- **Work required**
Convert the lines below into a JSON list of strings, one string for each line and with blank lines left out. Start with the first line of the rows and continue through the line that contains "[597,226,1118,859]", including both.
# START OF Available records
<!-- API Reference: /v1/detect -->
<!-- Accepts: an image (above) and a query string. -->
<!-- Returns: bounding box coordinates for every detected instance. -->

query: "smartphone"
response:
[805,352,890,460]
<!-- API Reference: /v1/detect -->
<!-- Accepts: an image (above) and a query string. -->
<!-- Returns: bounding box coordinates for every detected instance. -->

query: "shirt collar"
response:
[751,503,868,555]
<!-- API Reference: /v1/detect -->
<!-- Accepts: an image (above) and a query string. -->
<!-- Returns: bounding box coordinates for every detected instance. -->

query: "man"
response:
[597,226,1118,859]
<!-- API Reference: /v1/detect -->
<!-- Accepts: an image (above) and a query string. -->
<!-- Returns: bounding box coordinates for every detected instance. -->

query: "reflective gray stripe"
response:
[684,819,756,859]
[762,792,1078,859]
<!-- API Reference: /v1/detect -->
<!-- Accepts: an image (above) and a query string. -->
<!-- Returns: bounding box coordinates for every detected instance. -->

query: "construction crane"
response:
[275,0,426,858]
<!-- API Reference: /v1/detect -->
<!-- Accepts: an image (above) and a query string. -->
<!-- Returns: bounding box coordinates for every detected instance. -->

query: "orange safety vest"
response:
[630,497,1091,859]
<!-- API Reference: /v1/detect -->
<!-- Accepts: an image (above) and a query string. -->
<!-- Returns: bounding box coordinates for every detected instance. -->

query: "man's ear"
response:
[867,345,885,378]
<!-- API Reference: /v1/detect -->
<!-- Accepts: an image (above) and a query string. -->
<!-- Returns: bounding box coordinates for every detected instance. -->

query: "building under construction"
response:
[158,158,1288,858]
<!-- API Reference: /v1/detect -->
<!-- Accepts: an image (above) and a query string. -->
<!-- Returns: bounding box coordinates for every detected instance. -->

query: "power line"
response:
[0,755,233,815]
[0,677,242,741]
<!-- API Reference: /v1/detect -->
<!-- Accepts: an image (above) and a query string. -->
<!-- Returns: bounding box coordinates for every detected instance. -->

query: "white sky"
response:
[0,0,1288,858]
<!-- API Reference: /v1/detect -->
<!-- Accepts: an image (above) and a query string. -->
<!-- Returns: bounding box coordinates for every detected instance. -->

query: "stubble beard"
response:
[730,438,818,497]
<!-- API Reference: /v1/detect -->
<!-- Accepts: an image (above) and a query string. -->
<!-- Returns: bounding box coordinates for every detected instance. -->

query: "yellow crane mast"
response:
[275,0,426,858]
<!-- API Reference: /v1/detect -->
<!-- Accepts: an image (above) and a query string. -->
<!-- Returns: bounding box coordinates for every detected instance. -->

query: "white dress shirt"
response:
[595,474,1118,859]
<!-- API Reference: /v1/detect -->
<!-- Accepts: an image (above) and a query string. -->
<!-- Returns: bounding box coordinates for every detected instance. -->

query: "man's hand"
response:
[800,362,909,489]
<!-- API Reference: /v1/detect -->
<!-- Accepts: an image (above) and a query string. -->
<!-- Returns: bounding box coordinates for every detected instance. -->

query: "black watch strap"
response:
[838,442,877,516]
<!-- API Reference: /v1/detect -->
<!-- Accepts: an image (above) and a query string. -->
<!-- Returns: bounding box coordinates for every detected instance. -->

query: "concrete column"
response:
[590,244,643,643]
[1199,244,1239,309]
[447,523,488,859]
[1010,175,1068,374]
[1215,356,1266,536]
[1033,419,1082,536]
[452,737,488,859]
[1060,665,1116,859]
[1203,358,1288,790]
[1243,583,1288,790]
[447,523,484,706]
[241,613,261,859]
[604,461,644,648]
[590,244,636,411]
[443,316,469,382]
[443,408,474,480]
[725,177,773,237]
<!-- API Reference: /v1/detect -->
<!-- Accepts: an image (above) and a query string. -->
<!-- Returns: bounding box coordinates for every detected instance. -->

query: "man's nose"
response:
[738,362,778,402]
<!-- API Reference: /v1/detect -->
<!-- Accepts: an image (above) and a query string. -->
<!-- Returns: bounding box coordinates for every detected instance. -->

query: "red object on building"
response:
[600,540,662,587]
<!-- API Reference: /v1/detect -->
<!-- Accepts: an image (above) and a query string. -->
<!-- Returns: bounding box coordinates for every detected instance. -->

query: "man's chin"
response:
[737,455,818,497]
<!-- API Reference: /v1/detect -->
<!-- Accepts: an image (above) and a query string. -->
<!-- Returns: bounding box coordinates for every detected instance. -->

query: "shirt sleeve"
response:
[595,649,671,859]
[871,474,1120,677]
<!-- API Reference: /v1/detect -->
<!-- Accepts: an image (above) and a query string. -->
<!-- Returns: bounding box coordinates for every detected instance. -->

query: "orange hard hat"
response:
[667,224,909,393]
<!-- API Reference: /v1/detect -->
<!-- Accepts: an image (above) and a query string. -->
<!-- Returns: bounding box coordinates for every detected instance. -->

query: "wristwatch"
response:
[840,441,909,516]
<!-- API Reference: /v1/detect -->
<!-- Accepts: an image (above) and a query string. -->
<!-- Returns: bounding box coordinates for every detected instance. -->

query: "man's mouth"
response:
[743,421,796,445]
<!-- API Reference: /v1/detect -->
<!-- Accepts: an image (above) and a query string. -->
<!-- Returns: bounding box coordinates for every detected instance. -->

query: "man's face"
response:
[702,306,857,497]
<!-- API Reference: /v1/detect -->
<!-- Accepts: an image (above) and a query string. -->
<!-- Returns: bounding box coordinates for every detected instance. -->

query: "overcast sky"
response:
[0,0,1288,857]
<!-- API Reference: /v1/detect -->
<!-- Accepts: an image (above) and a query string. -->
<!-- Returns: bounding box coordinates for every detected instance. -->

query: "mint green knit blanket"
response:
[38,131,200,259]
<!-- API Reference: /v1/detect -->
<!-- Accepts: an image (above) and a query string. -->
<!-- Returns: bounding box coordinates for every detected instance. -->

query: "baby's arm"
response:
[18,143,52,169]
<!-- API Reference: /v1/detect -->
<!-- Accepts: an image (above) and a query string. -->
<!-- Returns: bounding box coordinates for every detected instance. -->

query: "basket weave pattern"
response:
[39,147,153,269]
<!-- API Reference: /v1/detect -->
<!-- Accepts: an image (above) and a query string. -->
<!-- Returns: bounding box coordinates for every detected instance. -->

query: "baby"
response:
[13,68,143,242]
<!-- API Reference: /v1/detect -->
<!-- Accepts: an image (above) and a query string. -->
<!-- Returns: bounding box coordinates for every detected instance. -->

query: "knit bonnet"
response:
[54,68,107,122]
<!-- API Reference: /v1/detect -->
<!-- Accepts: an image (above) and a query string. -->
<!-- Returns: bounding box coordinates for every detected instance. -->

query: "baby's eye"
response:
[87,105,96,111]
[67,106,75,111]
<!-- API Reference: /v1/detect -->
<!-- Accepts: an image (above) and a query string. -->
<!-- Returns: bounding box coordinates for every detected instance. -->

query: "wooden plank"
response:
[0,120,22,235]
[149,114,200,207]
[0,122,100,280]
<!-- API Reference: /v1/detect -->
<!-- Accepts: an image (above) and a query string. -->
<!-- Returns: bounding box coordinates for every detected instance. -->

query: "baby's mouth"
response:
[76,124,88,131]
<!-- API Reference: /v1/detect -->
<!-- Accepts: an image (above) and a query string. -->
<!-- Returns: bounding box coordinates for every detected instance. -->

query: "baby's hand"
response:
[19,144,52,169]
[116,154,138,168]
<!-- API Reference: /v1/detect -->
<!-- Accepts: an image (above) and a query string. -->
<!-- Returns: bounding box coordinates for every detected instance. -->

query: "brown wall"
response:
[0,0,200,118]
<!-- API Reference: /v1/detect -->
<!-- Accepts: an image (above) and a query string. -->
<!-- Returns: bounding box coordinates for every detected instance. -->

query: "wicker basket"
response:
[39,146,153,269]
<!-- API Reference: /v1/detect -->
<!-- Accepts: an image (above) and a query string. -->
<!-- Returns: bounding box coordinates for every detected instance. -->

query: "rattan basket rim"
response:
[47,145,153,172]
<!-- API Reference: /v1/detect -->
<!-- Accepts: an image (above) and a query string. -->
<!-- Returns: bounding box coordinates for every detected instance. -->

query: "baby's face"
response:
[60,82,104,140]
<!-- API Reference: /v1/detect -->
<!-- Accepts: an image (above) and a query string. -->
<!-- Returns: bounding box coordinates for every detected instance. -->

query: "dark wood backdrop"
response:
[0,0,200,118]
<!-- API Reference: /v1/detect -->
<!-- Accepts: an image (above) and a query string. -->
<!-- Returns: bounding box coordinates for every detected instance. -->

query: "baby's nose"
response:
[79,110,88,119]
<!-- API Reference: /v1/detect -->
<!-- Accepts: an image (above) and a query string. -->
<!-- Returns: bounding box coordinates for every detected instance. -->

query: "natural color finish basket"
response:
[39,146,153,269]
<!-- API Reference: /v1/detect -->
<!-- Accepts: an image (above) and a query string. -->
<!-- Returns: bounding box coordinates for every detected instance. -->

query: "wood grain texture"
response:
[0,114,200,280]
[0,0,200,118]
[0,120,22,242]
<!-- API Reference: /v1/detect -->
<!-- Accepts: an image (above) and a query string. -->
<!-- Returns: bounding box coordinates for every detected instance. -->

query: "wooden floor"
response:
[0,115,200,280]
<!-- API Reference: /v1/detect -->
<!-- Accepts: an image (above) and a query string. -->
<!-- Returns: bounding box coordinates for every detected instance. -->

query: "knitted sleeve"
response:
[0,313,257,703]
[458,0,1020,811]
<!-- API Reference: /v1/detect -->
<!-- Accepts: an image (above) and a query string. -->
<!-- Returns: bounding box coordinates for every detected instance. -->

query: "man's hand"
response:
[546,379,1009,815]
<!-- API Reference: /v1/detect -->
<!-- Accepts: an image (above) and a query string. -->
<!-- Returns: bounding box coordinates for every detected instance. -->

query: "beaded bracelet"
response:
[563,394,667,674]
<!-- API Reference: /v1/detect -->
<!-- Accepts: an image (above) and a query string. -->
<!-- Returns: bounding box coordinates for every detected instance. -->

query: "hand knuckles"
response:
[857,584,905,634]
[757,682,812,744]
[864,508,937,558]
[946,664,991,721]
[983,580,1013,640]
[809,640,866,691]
# END OF Available records
- **Exercise output**
[
  "<!-- API Reference: /v1/detect -->",
  "<!-- Accepts: an image (above) and a query string. -->",
  "<!-- Returns: bounding box coordinates for every detected instance. -->",
  "query: \"smartphone\"",
  "response:",
  "[805,352,890,460]",
  "<!-- API Reference: /v1/detect -->",
  "<!-- Accepts: an image (above) and a query string. -->",
  "<!-- Returns: bounding box coordinates for every detected instance. -->",
  "query: \"shirt collar\"",
  "response:",
  "[751,503,868,555]",
  "<!-- API Reference: /v1/detect -->",
  "<!-- Accepts: an image (above) and a query string. -->",
  "<!-- Returns: bounding box coordinates for every detected instance. -->",
  "query: \"man\"",
  "response:",
  "[597,226,1118,859]"
]